== TEXT SEGMENT ==

Things are unnecessary only until they aren't.

With that, let's proceed shall we?

Yesterday the Financial Post reported: Bank of Canada Drops Rate Guidance, Lowers Growth Forecast. Some highlights:

 

"OTTAWA - There has been a sea change at the Bank of Canada.

No longer are policymakers setting a specific monetary course. They are dropping their so-called "forward guidance " on conditions needed before any interest rate adjustment and taking on a less-rosy outlook for the economic climate, in Canada and globally.

...

Any rate change will be "very clearly later than we thought", Mr. Poloz, 58, told reporters in Ottawa.

...

But the bank governor would not comment on which direction - up or down - rates will eventually take.  Instead, Mr. Poloz said the process of balancing future data will not be a matter of "engineering" but "risk management"."

 

What happened to "be careful Canadians - rates will rise in 2011 ... no wait ... 2012 ... no wait ... 2013 ... uh, no wait ... "?  Looks like they've thrown in the towel.

Surprising?  Hardly.

We are at the mercy of the fiscal mess in the U.S. and won't change our rates until they do.

And what's this about "engineering"?  Did they really think they could "engineer" a recovery by pulling the strings on interest rate direction?

Think about this from the point of view of a business owner...

Why would they invest in new jobs, new equipment, new "productivity" when they have no confidence in what will happen with interest rates.

They're low, then you hear threats that they're going higher, then they don't go higher ... it's straight up confusing.

Would you take out a loan to expand your business in such an environment?

Or would you sit on your cash and wait for clearer direction?

Bill Gross, one of the founders of PIMCO, who manages the world's largest bond fund recently had this to say in his October 2013 Investment Letter: Survival of the Fittest

 

"The U.S. (and global economy) may have to get used to financially repressive - and therefore low policy rates - for decades to come.  

... the last time the U.S. economy was this highly levered (early 1940s) it took over 25-years of 10-year Treasury rates averaging 3% less than nominal GDP to accomplish a "beautiful deleveraging".

That would place the 10-year Treasury at close to 1% and the policy rate at 25 basis points until sometime around 2035!"

 

So Now What?

What do these types of announcements and proclamations mean to us?

We don't have the magical crystal ball but here's our two cents:

1. The leaders at the central banks are lost.

2. Low rates are going to be here for a very long time.

3. James G. Rickards says it best when he concludes in his book, Currency Wars, that the only way out of the fiscal mess that began in 2007 is to either:

A) Default on all the government debt that cannot be paid back.

B) Create enough inflation so that the debt looks small in comparison to an inflated economy.

== GIVEN EXERCISE 1 ==
How old is Mr. Poloz, according to the interest rate commentary?
The listing that follows has no connection to the interest rate commentary.

== DATA FOR PROCESSING ==
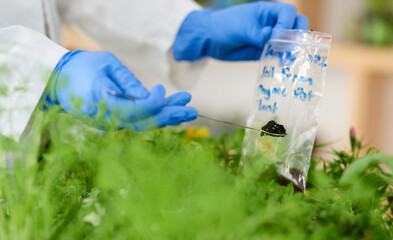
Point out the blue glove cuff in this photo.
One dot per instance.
(193, 40)
(50, 96)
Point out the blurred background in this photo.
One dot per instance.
(359, 84)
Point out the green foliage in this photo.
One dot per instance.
(83, 184)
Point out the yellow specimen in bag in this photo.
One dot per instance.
(195, 133)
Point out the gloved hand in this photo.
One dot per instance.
(80, 84)
(237, 33)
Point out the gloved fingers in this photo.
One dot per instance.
(126, 80)
(178, 99)
(168, 116)
(128, 110)
(301, 22)
(285, 14)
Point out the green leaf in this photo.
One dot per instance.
(357, 168)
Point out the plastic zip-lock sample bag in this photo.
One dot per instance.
(288, 94)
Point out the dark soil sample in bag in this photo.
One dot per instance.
(274, 128)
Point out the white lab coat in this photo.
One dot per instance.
(139, 32)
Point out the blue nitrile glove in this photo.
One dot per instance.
(80, 84)
(237, 33)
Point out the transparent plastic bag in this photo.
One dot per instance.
(289, 92)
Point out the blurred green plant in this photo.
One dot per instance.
(164, 184)
(376, 26)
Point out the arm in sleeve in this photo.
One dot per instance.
(139, 32)
(27, 59)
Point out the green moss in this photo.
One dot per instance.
(158, 185)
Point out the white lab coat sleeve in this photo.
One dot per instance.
(139, 32)
(27, 59)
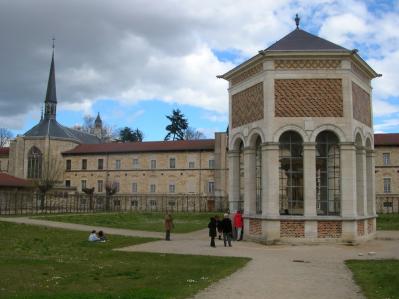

== GIVEN EXERCISE 2 ==
List every line of the listing that contains the string "plastic". Matches are case-sensitive.

== RESPONSE 1 ==
He is 58.

== RESPONSE 2 ==
Point out the plastic zip-lock sample bag in this photo.
Point out the transparent plastic bag in this photo.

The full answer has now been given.